* [What is asked] Display each line of the data below that contains the string "white".

━━━

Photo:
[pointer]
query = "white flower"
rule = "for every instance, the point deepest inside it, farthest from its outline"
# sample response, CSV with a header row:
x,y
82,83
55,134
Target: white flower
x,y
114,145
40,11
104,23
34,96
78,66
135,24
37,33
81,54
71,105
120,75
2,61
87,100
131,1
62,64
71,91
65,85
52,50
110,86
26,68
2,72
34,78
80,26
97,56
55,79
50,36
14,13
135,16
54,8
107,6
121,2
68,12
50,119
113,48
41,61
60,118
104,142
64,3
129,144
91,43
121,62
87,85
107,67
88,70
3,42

━━━

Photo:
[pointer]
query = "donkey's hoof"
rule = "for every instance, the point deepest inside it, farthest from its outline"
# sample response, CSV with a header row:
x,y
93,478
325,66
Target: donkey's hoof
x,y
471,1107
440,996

━━━

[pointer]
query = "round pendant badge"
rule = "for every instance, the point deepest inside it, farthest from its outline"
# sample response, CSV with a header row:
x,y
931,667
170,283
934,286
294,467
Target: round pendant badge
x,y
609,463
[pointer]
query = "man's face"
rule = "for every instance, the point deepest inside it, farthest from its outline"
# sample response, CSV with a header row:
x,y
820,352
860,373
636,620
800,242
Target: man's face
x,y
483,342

━━━

* [Response]
query = "white flower"
Target: white flower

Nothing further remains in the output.